GIVEN INFORMATION:

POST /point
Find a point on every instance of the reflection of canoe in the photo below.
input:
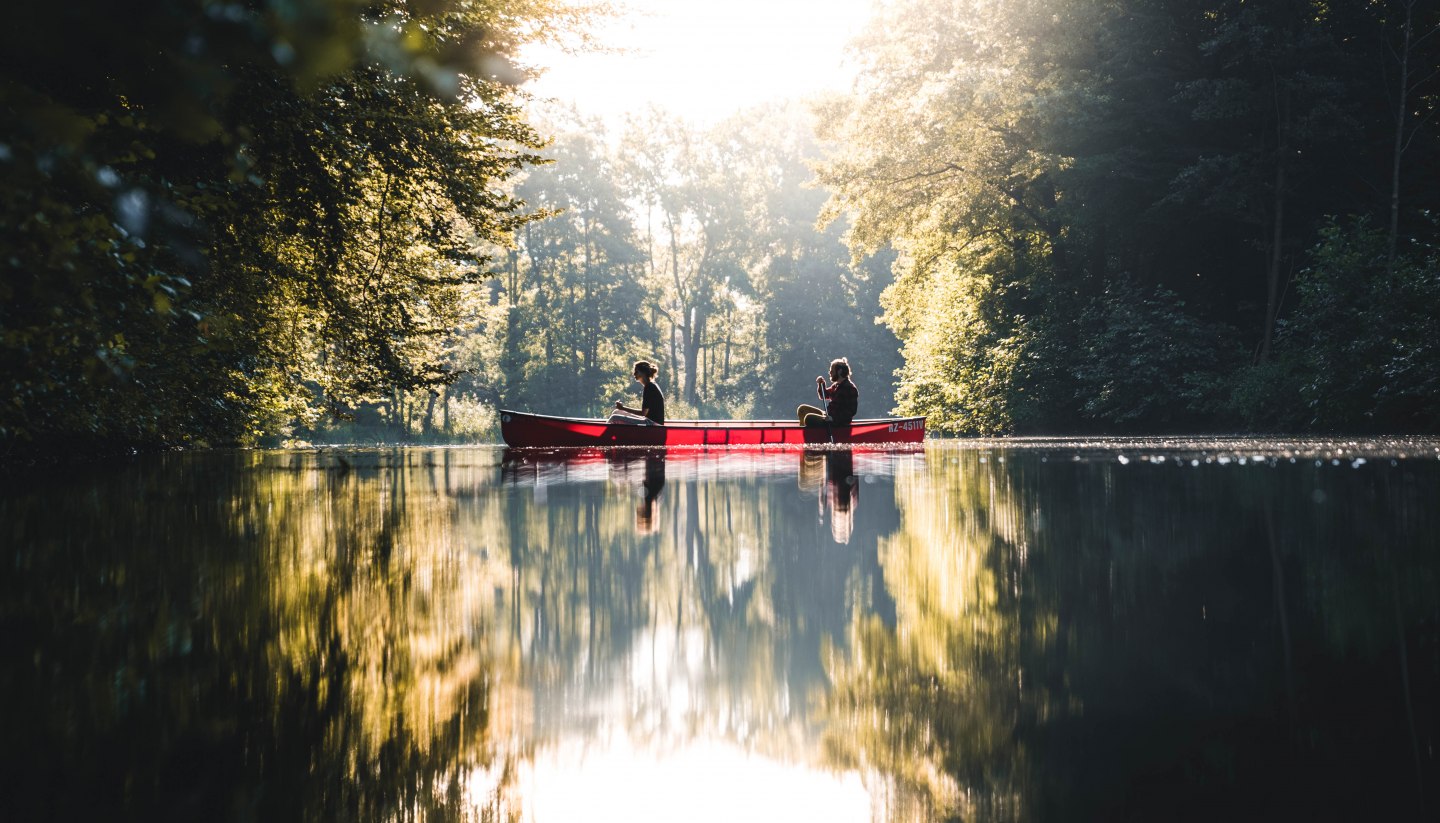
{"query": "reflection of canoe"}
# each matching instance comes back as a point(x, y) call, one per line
point(523, 429)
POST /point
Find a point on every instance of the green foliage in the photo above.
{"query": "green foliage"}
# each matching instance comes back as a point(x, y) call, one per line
point(1144, 358)
point(219, 220)
point(1364, 340)
point(1099, 209)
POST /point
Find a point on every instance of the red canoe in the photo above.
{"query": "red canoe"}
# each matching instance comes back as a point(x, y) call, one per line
point(522, 429)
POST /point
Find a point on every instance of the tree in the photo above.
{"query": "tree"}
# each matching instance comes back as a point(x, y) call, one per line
point(248, 212)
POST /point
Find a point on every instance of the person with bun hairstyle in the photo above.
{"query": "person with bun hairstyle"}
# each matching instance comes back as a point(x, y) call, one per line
point(651, 405)
point(841, 397)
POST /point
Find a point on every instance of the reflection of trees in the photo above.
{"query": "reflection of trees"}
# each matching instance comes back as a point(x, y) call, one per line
point(271, 638)
point(928, 705)
point(1085, 640)
point(709, 625)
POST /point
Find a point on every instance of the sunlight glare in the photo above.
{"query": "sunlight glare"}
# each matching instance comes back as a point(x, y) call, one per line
point(703, 780)
point(706, 59)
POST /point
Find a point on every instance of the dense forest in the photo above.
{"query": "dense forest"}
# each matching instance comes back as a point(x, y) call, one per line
point(323, 219)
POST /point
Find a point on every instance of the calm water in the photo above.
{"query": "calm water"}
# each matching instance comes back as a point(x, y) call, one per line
point(1024, 630)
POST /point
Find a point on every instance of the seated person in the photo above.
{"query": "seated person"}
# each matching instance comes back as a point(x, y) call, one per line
point(841, 397)
point(651, 406)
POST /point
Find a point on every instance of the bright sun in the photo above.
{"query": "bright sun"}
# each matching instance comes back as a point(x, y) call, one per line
point(704, 59)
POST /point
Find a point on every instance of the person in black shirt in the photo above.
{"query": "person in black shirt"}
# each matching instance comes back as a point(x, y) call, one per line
point(651, 405)
point(841, 397)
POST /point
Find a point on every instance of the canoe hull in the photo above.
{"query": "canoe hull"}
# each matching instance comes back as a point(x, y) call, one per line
point(522, 429)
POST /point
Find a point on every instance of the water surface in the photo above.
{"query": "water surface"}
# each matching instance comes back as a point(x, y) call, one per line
point(981, 630)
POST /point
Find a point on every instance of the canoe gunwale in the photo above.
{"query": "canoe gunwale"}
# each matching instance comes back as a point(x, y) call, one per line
point(526, 429)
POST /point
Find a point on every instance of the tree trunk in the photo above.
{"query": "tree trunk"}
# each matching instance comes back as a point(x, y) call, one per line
point(1401, 102)
point(445, 412)
point(428, 422)
point(1272, 305)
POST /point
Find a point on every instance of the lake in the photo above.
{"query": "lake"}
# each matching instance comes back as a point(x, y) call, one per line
point(974, 630)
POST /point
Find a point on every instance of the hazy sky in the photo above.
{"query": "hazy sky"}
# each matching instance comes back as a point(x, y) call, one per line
point(704, 59)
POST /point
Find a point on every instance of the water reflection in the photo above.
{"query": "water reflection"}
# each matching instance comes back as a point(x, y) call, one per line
point(475, 633)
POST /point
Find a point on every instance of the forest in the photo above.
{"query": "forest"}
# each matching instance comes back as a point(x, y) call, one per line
point(264, 222)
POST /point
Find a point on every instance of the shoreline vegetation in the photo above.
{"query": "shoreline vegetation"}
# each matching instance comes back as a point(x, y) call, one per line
point(252, 223)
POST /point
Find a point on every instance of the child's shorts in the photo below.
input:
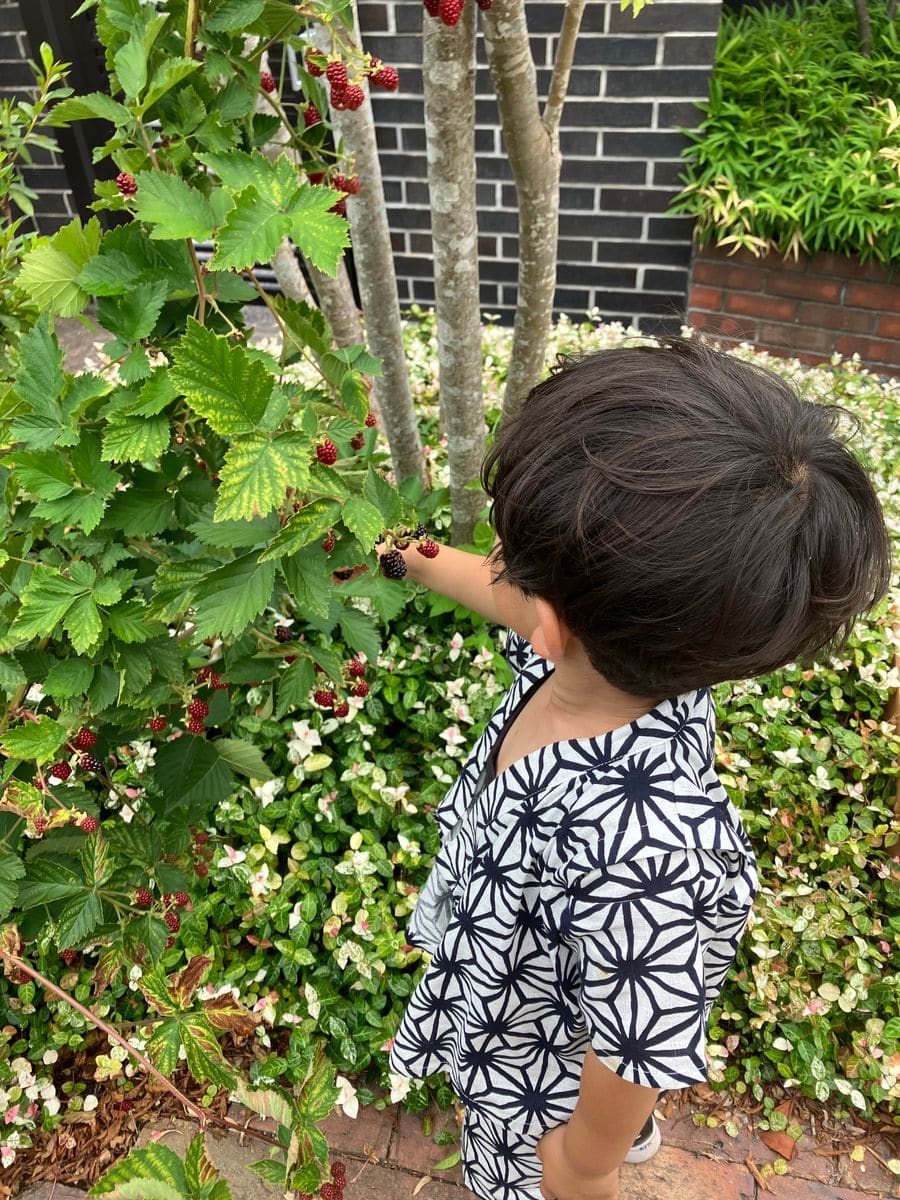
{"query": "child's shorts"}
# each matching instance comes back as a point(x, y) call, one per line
point(498, 1163)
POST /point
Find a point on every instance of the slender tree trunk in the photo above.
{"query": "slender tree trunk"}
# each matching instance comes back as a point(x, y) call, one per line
point(533, 148)
point(449, 79)
point(378, 287)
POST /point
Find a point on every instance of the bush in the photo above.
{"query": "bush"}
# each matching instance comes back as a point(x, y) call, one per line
point(312, 873)
point(801, 145)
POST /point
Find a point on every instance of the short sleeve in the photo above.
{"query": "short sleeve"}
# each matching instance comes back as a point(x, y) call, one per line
point(640, 930)
point(517, 652)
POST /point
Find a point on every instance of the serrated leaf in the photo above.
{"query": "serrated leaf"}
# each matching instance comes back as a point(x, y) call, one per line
point(138, 439)
point(243, 757)
point(223, 383)
point(322, 235)
point(294, 687)
point(51, 268)
point(173, 208)
point(359, 633)
point(252, 232)
point(36, 741)
point(83, 624)
point(81, 108)
point(311, 522)
point(364, 520)
point(234, 15)
point(190, 772)
point(229, 598)
point(385, 498)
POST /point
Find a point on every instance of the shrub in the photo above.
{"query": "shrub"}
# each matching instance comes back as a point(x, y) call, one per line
point(801, 144)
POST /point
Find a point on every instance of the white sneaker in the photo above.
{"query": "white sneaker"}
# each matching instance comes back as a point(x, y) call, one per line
point(646, 1144)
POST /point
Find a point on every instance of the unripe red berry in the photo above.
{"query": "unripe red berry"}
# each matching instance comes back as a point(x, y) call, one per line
point(450, 11)
point(387, 78)
point(336, 75)
point(353, 97)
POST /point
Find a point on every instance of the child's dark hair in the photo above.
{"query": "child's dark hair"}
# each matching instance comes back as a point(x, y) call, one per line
point(689, 516)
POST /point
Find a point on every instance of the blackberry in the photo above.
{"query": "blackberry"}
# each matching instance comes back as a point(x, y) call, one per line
point(393, 564)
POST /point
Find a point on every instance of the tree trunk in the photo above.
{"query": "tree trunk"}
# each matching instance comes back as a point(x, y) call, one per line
point(533, 148)
point(449, 82)
point(378, 287)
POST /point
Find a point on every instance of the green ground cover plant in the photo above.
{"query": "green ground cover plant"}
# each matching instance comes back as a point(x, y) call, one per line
point(300, 879)
point(799, 150)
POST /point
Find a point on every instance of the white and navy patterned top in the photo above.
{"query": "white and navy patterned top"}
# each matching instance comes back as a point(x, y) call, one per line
point(593, 893)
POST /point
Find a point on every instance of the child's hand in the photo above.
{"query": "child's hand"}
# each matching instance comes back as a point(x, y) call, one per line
point(561, 1182)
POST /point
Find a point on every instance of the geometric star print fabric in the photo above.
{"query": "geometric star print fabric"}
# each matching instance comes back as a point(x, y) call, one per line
point(594, 893)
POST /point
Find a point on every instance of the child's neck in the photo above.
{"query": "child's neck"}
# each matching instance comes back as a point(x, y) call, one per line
point(579, 700)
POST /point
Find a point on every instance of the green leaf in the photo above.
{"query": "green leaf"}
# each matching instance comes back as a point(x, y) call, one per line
point(234, 15)
point(359, 633)
point(294, 687)
point(79, 918)
point(229, 598)
point(175, 209)
point(223, 383)
point(67, 678)
point(138, 439)
point(82, 108)
point(83, 624)
point(379, 492)
point(51, 268)
point(252, 232)
point(45, 603)
point(191, 773)
point(12, 869)
point(311, 522)
point(364, 520)
point(322, 235)
point(243, 757)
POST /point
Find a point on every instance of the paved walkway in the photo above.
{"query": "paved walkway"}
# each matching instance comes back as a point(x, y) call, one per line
point(389, 1157)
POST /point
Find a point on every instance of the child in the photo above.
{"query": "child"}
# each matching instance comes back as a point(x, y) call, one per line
point(667, 517)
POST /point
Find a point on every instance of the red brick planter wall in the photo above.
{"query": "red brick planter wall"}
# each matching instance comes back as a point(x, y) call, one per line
point(803, 310)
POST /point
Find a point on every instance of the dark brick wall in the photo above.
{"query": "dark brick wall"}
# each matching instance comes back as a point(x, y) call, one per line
point(807, 309)
point(634, 85)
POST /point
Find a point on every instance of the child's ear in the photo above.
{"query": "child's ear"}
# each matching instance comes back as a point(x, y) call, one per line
point(551, 634)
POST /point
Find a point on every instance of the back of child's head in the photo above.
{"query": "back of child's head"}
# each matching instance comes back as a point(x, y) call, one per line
point(689, 516)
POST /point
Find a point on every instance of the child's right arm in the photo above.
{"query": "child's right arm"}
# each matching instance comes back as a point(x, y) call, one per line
point(468, 580)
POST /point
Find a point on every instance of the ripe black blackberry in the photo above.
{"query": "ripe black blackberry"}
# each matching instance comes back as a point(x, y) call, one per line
point(393, 564)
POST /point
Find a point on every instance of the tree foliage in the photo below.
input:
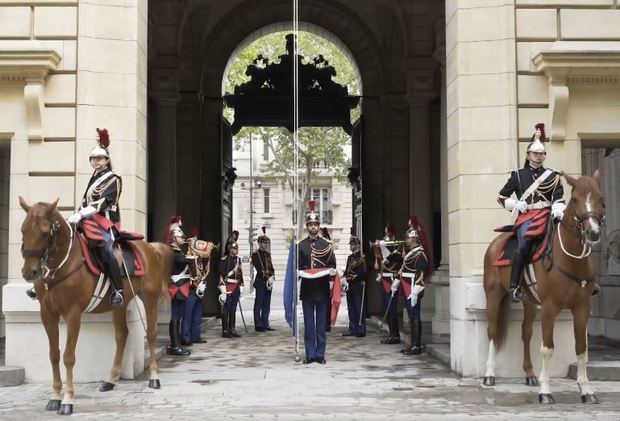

AIM OF THE TASK:
Retype the material starting at its first line and ending at the line that contains "point(1099, 209)", and leave the pictures out.

TASK RESULT:
POST /point
Find a point on every instance of the reflection of canoe in the photo below.
input:
{"query": "reflection of canoe"}
# each matching instance comes back as a point(x, y) call, one per line
point(523, 429)
POST /point
Find a point on every instance of the green foliage in the photo above.
{"query": "green foliage"}
# each matching instance comes back as a point(x, y) call, one per line
point(1144, 358)
point(219, 220)
point(1364, 340)
point(1099, 209)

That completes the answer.